**GIVEN DATA:**
--------------------
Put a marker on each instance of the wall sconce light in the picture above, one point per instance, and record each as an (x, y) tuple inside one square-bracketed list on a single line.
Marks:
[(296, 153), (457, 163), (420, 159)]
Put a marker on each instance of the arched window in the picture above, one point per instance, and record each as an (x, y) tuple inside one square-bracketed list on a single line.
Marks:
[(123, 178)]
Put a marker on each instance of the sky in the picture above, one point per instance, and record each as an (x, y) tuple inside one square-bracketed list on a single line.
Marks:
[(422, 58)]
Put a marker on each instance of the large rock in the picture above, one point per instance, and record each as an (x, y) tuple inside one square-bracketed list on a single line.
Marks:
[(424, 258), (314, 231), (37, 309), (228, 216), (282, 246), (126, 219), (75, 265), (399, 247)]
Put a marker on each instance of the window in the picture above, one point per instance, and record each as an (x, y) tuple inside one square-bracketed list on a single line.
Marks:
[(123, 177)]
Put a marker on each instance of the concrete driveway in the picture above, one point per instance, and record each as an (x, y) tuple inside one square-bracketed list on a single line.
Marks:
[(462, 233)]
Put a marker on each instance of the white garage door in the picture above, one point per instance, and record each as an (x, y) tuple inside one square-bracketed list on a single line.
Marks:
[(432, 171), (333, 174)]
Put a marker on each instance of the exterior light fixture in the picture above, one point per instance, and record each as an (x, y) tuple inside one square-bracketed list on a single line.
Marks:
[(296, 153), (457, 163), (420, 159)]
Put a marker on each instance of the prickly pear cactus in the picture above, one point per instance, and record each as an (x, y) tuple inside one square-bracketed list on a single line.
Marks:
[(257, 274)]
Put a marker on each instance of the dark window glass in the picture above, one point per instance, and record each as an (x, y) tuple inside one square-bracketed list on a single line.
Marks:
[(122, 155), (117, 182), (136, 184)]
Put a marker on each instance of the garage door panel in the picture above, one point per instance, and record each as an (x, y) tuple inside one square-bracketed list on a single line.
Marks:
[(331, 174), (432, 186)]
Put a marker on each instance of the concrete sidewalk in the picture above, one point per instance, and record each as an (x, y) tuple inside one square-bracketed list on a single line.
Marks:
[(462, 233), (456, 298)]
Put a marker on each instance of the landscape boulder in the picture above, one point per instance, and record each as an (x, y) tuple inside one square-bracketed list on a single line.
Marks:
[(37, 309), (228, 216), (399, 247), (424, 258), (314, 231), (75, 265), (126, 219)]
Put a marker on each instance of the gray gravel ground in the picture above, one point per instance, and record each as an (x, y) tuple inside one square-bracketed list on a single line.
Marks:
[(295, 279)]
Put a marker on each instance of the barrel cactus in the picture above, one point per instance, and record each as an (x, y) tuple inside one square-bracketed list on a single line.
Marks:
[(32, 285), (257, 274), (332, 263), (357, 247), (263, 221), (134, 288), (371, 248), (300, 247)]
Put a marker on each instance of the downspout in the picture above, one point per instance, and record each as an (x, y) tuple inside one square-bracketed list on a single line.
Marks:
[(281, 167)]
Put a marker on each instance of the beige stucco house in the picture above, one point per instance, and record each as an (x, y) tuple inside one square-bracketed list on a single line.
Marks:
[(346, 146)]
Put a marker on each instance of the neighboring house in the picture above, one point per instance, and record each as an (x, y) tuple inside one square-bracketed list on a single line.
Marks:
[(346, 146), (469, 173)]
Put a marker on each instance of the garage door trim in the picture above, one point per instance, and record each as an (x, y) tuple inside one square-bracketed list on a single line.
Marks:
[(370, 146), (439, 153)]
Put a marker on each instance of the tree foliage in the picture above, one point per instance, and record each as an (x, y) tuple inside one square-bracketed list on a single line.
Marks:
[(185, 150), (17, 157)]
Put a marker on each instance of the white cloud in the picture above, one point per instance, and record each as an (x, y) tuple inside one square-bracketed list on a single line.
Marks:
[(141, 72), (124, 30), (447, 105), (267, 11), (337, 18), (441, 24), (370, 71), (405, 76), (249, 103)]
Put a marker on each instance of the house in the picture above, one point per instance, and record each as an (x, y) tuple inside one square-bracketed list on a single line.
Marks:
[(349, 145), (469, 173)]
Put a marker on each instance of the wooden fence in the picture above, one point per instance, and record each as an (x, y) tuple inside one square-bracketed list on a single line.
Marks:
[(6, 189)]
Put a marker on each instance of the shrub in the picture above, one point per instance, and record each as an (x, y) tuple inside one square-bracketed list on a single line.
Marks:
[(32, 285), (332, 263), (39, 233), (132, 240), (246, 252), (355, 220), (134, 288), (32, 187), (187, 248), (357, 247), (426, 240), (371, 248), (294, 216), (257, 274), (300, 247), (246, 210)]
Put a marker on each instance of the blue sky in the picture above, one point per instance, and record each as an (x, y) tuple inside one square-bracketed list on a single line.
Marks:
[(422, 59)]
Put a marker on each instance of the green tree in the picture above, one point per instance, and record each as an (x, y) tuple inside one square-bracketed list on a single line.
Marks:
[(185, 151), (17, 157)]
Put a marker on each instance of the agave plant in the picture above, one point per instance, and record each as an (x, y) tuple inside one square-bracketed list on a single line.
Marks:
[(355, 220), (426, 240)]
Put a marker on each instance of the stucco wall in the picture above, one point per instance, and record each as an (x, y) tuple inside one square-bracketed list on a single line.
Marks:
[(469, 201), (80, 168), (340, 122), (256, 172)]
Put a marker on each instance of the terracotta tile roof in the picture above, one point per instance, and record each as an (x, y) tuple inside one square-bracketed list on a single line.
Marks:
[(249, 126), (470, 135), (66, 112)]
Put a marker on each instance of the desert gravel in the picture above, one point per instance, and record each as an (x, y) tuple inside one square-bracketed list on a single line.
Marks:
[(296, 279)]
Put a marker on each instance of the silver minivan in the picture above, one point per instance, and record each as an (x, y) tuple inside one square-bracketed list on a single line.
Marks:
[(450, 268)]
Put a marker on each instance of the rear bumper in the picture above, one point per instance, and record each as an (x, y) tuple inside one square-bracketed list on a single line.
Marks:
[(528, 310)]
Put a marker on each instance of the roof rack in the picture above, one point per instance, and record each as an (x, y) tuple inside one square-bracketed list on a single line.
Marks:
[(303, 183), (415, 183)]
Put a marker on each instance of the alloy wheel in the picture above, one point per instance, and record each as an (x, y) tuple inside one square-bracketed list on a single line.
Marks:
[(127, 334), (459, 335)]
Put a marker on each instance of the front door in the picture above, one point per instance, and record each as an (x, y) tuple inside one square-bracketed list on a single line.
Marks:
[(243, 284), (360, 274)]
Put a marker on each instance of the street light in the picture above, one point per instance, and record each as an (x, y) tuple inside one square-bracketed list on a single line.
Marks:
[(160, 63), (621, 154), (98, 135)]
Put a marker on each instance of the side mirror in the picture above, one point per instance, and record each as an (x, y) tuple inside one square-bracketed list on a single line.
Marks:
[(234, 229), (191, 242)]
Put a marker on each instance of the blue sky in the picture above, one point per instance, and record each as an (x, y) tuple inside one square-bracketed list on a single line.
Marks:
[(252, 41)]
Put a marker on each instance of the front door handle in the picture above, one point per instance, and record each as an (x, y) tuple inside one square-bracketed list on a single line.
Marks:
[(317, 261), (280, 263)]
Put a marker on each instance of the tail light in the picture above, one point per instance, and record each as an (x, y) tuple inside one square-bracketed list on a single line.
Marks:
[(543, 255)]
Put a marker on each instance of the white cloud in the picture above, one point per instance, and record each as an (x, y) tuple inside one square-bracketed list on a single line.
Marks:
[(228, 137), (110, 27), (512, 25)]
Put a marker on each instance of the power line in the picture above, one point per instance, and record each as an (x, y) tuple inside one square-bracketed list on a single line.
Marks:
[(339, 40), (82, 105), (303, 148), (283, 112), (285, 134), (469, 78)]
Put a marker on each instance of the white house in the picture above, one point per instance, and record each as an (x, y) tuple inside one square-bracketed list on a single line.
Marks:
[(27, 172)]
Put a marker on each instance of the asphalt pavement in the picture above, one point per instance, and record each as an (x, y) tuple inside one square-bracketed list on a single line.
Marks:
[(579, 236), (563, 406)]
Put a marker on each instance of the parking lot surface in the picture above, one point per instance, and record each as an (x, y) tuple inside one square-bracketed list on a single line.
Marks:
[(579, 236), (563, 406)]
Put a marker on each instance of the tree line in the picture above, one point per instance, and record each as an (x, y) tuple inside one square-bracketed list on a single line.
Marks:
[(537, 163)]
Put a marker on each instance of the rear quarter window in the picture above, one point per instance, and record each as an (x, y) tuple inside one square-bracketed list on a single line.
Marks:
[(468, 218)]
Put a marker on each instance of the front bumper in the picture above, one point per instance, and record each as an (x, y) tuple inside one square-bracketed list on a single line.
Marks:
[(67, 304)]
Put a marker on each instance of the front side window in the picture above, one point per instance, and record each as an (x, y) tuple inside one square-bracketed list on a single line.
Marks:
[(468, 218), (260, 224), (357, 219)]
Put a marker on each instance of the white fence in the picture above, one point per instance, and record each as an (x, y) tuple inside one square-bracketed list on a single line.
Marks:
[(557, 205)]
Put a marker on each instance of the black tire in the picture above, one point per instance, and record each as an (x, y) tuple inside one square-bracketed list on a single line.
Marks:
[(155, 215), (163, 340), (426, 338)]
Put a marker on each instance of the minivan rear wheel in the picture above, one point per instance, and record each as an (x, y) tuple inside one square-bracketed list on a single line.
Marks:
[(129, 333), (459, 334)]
--------------------
Exact lines only, please: output the listing from the first line to the line with "Put a marker on each instance of the arched", both included.

**OUTPUT OF THE TASK:**
Put a marker on each instance of the wall sconce light in the picture above, one point per instance, and record each as an (x, y) tuple inside one square-bracketed list on a single line.
Marks:
[(296, 153), (457, 163), (420, 159)]
Put a marker on each instance of the arched window in the picture above, one point per instance, and record each as an (x, y) tuple inside one square-bracketed list on a single line.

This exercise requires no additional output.